Excerpt —
"""

Hadamou Traoré (born 7 September 1993) is a French professional footballer who plays as a midfielder for Belgian club 
Union SG.

Club career
Traoré began playing football in his hometown of Paris, eventually joining the Nantes academy in 2008, where he played up to the under-19 level. After failing to get a pro contract from the team, he made the switch to Paris FC in 2011, where he played one more year in the under-19 league.

After a two-year break from football, he joined Le Pontet in the fourth-tier Championnat de France Amateur for the 2014–15 season. Midway through the year, he made the move to Monts d'Or Azergues. He signed with Drancy of the newly-named Championnat National 2 in the summer of 2017.

In June 2018, Traoré was signed by Belgian First Division B side Union SG on a two-year deal. He made his professional debut a few months later, coming on for Charles Morren during an away win against OH Leuven on 16 November.

"""

Information supplied —

"""

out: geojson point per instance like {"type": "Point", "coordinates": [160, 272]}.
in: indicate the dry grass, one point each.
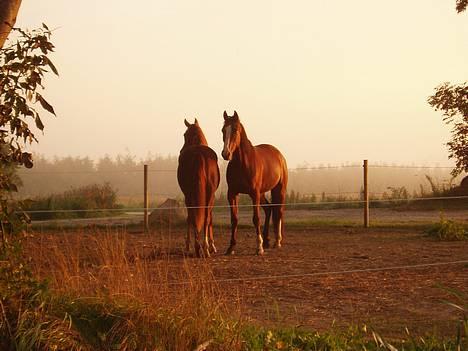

"""

Stated exercise 1 —
Answer these questions using the Traoré biography:
(a) Which academy did Traoré join in 2008?
(b) Which club did he sign with in the summer of 2017?
(c) Which player did he replace when he made his professional debut?
Stated exercise 2 — Echo the passage of the Traoré biography starting with "Club career" and going on through "the under-19 league.".
The listing has no connection to the Traoré biography.

Expected output 1 —
(a) The Nantes academy
(b) Drancy
(c) Charles Morren

Expected output 2 —
Club career
Traoré began playing football in his hometown of Paris, eventually joining the Nantes academy in 2008, where he played up to the under-19 level. After failing to get a pro contract from the team, he made the switch to Paris FC in 2011, where he played one more year in the under-19 league.